— START OF DATA SUPPLIED —
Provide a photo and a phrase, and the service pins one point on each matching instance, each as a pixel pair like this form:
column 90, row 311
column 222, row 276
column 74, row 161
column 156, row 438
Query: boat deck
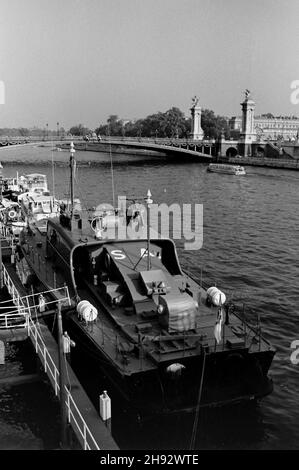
column 117, row 330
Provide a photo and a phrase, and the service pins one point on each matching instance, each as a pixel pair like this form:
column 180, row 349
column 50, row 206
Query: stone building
column 269, row 128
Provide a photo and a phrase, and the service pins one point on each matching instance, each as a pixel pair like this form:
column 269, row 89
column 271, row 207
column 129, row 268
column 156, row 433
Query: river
column 250, row 248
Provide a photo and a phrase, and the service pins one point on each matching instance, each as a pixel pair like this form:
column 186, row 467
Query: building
column 268, row 127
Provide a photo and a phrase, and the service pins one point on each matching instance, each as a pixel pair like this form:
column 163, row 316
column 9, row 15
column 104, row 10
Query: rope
column 195, row 424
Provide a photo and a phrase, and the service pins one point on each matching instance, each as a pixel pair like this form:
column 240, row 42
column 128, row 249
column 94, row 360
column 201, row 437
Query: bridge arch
column 231, row 152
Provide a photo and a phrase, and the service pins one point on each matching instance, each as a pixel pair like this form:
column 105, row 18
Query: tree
column 79, row 130
column 213, row 125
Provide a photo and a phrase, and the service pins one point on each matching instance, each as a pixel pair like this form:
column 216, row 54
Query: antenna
column 53, row 174
column 72, row 165
column 111, row 166
column 148, row 201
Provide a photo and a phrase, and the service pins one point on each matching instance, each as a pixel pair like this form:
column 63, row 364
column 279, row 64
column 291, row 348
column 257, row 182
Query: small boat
column 13, row 188
column 165, row 341
column 227, row 169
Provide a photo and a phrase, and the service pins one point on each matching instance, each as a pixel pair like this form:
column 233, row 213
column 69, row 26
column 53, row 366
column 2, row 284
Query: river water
column 250, row 248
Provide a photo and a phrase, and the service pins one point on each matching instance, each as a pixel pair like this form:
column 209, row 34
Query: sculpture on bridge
column 195, row 101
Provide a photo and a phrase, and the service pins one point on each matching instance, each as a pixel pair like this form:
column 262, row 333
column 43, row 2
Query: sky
column 79, row 61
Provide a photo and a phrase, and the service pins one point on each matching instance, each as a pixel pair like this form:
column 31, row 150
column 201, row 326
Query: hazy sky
column 77, row 61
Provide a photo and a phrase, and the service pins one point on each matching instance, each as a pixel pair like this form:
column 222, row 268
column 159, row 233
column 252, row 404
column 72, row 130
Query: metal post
column 63, row 414
column 1, row 273
column 148, row 201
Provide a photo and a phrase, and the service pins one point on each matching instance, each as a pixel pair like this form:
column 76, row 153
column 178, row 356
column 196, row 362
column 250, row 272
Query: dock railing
column 23, row 313
column 75, row 418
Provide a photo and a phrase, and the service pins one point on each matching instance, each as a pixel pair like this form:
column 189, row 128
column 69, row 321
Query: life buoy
column 12, row 214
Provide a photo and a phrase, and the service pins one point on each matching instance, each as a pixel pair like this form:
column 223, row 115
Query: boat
column 227, row 169
column 34, row 183
column 165, row 341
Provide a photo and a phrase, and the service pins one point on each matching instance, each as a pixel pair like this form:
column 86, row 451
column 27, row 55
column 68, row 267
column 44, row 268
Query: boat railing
column 17, row 318
column 26, row 304
column 74, row 416
column 250, row 320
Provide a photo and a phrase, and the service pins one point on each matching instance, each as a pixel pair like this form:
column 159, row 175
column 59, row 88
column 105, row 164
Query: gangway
column 90, row 430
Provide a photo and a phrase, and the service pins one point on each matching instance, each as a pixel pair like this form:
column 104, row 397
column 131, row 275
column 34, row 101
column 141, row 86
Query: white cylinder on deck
column 87, row 311
column 217, row 297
— END OF DATA SUPPLIED —
• **TASK PROMPT**
Reproduce the records word for word from their first line through the line containing "column 268, row 127", including that line, and leave out the pictures.

• **SOLUTION FOR THIS EXERCISE**
Provide a photo and a phrase, and the service pins one point on each matching instance, each as a pixel pair like this form:
column 90, row 311
column 222, row 276
column 74, row 161
column 156, row 438
Query: boat deck
column 117, row 330
Provide a photo and a phrase, and the service pins one point on each matching instance, each as a pixel pair like this form:
column 180, row 349
column 50, row 206
Query: stone building
column 269, row 128
Provide a photo and a phrase, and the service pins one point on each matching instance, each as a pixel pair like this form:
column 269, row 89
column 271, row 207
column 129, row 268
column 156, row 433
Query: river
column 250, row 248
Provide a photo and a phrase, and the service pins one point on each matching instance, each as a pixel pair like this form:
column 186, row 467
Query: building
column 268, row 127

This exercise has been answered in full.